**SET OF TASKS**
a – According to the news report on the Kunming train station attack, how many people were killed and how many were injured?
b – Summarize the news report on the Kunming train station attack in two sentences.
c – Please continue the news report on the Kunming train station sentencing, picking up after its last sentence.

==== TEXT UNDER STUDY

Beijing – A Chinese court sentenced three people to death and one to life in prison on Friday for an attack at a train station that triggered a sweeping crackdown on what Beijing calls militant violence.
The government said knife-wielding militants from the western region of Xinjiang launched a premeditated attack in March at the Kunming station in the southwestern province of Yunnan, in which 31 people were killed and 141 injured. Police shot dead four of the attackers.
China’s leaders have vowed to strike hard at religious militants and separatist groups, which they blame for a series of violent attacks in Xinjiang, the traditional home of the Muslim Uighur ethnic minority.
State television showed the four suspects — three men and one woman — sitting in court in Kunming, watched over by police dressed in black.
The court announced the sentencing on its official microblog, naming the four defendants, all of whom are Uighur, to judge by their names.
“Today’s trial clearly shows the resolute attitude and staunch determination of the Chinese government to protect the life, property, security and joint interests of all ethnicities, and severely strike at violent terrorism crimes,” the Kunming Municipal Intermediate People’s Court said.
Iskandar Ehet, Turgun Tohtunyaz and Hasayn Muhammad were sentenced to death for leading a terrorist organization and intentional homicide. The fourth defendant, Patigul Tohti, was jailed for life for taking part in the attack as well as intentional homicide, because she was pregnant at the time of her detention.
Patigul Tohti was shot and wounded by police at the station, while the other three were arrested a few days before the attack while trying to flee the country, the court said.
In total, eight people were involved in the plot, though only five carried out the attack, it said.
The eight were “influenced by extremist religious thinking” and began meeting in December to plan the attack, the court said. Five more people were involved in forming their terror group, a case which is being handled separately, it added.
The group planned the attack in a hair salon in Gejiu city, also in Yunnan, and made black jihadi flags, the court said.
One of the group played videos and audio tracks of overseas militant groups training and carrying out attacks, in order to learn how to kill people, it added.
Some of the people who were attacked, as well as relatives of the dead, were in court, it said.

========
==== GIVEN ENTRIES

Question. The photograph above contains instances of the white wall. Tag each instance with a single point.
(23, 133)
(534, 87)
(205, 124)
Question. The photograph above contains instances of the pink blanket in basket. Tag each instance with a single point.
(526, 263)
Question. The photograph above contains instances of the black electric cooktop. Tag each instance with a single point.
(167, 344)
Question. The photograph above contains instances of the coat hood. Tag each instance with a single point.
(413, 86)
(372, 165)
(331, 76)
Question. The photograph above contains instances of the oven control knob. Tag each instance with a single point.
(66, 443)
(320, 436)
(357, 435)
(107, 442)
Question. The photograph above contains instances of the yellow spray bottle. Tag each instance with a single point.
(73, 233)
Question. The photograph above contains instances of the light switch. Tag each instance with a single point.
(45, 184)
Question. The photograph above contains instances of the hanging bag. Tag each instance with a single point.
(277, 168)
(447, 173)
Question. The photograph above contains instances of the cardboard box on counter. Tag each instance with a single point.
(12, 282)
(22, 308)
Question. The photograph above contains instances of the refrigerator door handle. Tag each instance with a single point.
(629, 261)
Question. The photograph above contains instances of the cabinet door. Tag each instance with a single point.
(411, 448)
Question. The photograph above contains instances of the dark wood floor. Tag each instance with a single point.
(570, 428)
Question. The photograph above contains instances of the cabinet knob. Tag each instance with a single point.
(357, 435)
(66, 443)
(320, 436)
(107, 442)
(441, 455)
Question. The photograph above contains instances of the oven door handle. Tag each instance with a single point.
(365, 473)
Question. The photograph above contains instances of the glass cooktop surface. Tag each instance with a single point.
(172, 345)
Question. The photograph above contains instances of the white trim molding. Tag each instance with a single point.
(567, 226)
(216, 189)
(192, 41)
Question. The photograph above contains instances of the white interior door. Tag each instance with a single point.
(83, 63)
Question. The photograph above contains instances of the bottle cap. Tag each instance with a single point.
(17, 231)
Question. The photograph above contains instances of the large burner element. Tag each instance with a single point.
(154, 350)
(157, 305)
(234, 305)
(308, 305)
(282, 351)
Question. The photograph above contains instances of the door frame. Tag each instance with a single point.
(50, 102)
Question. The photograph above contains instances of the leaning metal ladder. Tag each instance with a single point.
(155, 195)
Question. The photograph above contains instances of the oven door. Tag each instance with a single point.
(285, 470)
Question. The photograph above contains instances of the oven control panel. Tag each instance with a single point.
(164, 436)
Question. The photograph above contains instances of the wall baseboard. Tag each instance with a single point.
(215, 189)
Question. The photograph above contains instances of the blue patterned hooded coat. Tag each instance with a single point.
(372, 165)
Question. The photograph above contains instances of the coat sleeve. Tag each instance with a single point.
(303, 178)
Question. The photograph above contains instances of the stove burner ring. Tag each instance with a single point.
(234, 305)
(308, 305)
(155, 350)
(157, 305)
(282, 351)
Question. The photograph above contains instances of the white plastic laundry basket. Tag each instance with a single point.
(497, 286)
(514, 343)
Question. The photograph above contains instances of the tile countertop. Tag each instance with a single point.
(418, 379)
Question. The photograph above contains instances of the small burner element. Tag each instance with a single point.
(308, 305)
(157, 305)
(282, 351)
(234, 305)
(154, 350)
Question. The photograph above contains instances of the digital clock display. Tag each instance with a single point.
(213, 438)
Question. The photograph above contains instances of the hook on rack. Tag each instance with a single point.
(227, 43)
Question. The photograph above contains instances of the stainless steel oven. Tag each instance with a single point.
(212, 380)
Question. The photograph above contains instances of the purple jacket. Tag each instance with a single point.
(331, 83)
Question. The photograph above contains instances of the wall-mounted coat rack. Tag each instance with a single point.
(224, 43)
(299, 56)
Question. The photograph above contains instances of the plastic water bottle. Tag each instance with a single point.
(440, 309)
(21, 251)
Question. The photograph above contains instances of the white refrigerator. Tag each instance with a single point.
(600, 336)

========
==== GIVEN ENTRIES

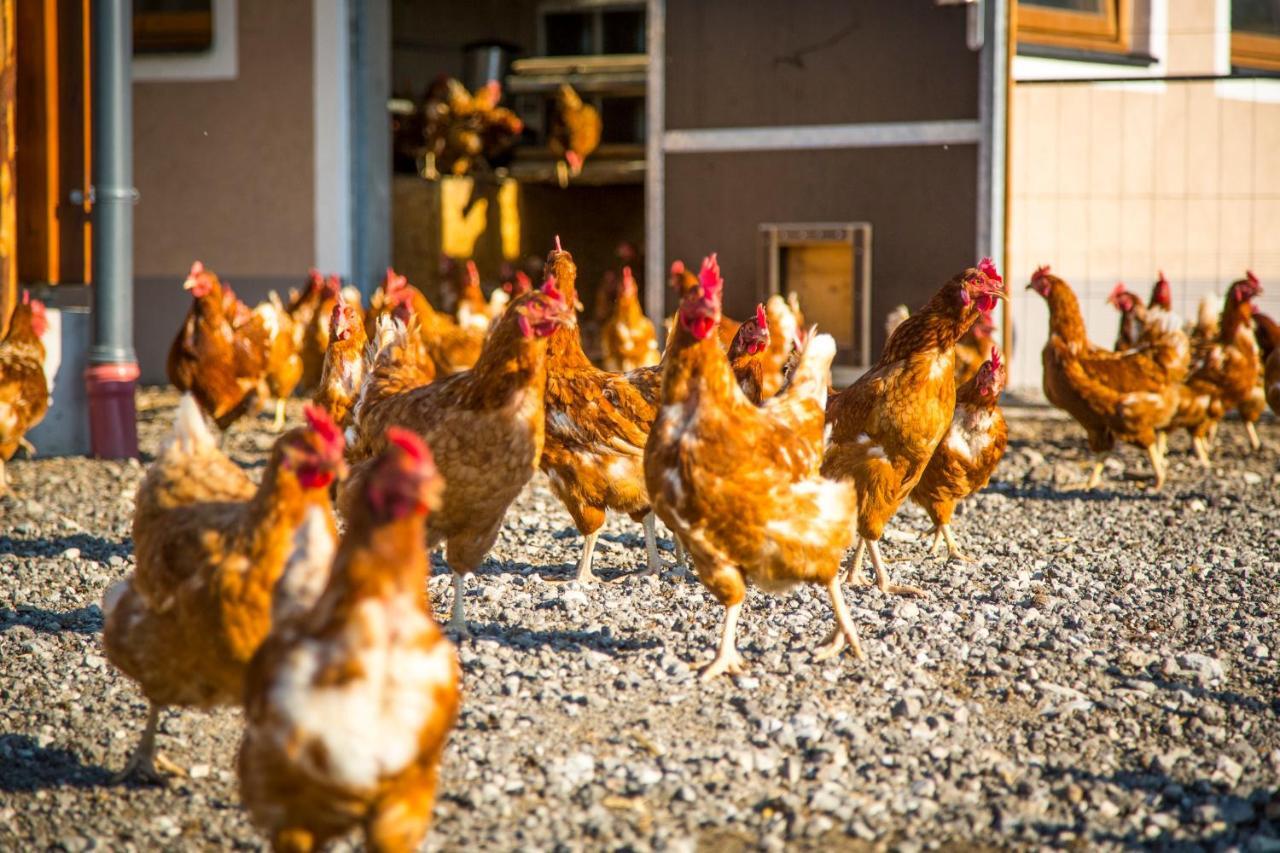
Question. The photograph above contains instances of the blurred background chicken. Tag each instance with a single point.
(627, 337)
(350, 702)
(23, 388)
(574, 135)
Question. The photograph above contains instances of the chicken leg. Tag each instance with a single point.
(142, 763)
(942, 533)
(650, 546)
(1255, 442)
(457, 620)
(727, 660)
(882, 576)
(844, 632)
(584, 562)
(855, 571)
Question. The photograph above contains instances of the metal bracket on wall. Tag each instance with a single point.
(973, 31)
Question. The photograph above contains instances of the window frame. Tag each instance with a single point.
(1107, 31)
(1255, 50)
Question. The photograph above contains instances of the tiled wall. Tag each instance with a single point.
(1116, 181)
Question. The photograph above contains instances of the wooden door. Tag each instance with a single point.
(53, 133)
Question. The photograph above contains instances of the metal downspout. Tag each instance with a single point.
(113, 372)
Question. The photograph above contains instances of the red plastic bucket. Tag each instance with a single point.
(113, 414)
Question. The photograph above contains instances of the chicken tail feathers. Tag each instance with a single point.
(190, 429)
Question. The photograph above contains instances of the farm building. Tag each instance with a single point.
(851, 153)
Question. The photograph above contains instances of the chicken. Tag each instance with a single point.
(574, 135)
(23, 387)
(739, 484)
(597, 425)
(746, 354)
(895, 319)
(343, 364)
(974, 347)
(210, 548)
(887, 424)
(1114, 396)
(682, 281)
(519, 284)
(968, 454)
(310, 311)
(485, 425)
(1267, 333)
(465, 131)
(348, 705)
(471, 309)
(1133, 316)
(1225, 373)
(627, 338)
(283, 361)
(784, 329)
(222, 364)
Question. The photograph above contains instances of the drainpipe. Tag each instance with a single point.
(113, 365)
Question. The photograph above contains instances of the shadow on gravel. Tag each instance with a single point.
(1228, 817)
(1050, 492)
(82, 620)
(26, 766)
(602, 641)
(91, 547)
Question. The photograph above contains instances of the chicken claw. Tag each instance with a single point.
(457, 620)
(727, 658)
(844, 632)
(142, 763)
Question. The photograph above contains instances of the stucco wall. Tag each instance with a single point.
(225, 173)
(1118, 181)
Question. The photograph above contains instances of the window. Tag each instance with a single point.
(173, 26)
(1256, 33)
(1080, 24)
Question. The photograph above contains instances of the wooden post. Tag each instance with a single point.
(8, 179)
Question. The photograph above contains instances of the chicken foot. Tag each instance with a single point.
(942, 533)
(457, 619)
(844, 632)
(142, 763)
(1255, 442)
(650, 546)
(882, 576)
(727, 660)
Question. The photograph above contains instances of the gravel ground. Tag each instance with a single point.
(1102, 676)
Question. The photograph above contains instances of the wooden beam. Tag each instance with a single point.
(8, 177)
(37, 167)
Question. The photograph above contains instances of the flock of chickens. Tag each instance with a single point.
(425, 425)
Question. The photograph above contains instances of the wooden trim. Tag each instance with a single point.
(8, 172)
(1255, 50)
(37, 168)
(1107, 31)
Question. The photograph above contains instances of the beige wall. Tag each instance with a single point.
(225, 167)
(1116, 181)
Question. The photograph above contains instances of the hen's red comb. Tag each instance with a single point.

========

**TASK-BY-TASK ANSWERS**
a – 31 people were killed and 141 were injured.

b – A court in Kunming sentenced three people to death and one, Patigul Tohti, to life in prison for the March attack at the Kunming train station, in which 31 people were killed and 141 injured. The court said eight people influenced by extremist religious thinking planned the attack, though only five carried it out.

c –
Courts in China are controlled by the ruling Communist Party, making it unusual for those accused of crimes — particularly in politicized cases — to have a fair trial.
On Thursday, China’s top prosecutor called for swifter trials of “terrorists, religious extremists and makers of firearms and explosives.”
The Kunming attack was one of the single deadliest incidents attributed by the government to militants. A suicide bombing in May killed 39 people at a market in Xinjiang’s capital, Urumqi.
Xinjiang, resource-rich and strategically located on the borders of central Asia, is crucial to China’s growing energy needs. Analysts say most of the proceeds from the sale of its resources have gone to majority Han Chinese, stoking resentment among Uighurs.
Exiled Uighur groups and human rights activists say the government’s repressive policies in Xinjiang, including controls on Islam, have provoked unrest. Beijing denies that.
Hundreds of people have died in unrest in Xinjiang in the past 18 months or so, the government says.
Officials have said the attackers had tried to leave the country across its porous southern border to wage holy war, but human rights groups say Uighurs, who are often prevented by the government from getting passports, attempt to flee persecution in China.
“Under a hopeless situation where they could not leave the country and at any time faced the threat of arrest, China should take the main responsibility for promoting policies of hostile repression that triggered this incident,” Dilxat Raxit, spokesman for the exiled group, the World Uyghur Congress, said in an emailed statement.